The underlying mechanism aligns with the theory of change (TOC), which can be used to examine whether, how and why a PD programme works/fails. TOC specifies how initiatives generate desired outcomes and the contextual conditions which influence the process (Connell and Kubisch, 1998). According to TOC, a programme can lead to early, interim and long-term outcomes, while the earlier changes can precede the interim and long-terms ones (Connell and Kubisch, 1998). As indicated by Clarke and Hollingsworth (2002), child development is the ultimate goal, which can be realised after teachers improve their knowledge and pedagogical practice via PD programmes. Markussen-Brown et al. (2017) employed TOC to indicate that PD could improve children’s development as teachers’ training outcomes would lead to improved structural features of classrooms (e.g., the provision of learning materials and establishment of targeted learning centres) and process quality (e.g., instructional strategies and teacher-child interaction).
● ● ●
Written exercise 1: In the passage on the theory of change, what do Clarke and Hollingsworth (2002) call the ultimate goal?

Material for this exercise:
● ● ●
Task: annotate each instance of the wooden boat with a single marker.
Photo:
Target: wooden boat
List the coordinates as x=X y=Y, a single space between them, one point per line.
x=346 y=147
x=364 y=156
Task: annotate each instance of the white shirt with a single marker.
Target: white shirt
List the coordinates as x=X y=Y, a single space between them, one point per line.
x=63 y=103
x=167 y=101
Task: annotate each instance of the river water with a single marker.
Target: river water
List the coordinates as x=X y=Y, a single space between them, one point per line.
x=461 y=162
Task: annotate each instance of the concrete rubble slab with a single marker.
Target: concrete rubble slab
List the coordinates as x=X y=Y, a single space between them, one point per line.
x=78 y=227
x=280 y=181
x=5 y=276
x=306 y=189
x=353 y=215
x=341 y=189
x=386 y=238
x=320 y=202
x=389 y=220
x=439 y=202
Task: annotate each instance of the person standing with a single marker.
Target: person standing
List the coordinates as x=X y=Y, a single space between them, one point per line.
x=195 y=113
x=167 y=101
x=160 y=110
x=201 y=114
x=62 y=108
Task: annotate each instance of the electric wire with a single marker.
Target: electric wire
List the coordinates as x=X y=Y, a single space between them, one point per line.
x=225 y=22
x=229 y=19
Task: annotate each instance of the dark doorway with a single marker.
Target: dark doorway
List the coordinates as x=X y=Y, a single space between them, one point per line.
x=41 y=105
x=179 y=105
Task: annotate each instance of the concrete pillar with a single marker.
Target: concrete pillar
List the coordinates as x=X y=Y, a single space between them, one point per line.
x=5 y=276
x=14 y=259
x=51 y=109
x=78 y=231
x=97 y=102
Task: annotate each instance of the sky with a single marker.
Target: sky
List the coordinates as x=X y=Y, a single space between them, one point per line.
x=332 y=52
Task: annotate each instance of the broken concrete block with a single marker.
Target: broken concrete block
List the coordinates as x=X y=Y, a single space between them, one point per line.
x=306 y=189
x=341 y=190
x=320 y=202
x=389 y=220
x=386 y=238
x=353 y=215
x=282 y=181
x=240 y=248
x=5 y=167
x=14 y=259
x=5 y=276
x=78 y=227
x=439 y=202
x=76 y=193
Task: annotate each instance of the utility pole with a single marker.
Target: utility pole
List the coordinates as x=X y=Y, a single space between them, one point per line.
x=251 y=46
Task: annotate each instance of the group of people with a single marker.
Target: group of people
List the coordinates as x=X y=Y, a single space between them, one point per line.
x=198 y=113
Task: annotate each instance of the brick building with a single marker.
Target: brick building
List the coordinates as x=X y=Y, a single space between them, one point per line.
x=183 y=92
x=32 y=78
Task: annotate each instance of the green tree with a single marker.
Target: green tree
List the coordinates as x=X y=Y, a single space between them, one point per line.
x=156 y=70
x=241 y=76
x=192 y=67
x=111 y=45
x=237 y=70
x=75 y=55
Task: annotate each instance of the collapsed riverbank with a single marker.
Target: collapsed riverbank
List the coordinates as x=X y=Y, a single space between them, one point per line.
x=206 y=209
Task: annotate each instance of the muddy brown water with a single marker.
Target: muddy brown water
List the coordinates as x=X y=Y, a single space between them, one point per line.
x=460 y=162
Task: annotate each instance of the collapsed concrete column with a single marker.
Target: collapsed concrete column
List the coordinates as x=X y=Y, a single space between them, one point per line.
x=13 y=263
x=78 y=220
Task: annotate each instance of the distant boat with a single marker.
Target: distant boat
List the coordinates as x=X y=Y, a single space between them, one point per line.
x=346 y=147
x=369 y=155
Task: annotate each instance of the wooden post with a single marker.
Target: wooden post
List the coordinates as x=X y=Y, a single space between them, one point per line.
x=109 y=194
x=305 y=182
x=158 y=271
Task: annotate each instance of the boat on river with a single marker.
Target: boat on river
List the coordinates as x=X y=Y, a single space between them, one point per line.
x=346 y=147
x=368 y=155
● ● ●
Written exercise 2: List every line in the records that contains the word "green", treating uppercase and lowercase as different.

Solution 1: Child development is the ultimate goal.

Solution 2:
Task: annotate each instance of the green tree with a single marker.
Target: green tree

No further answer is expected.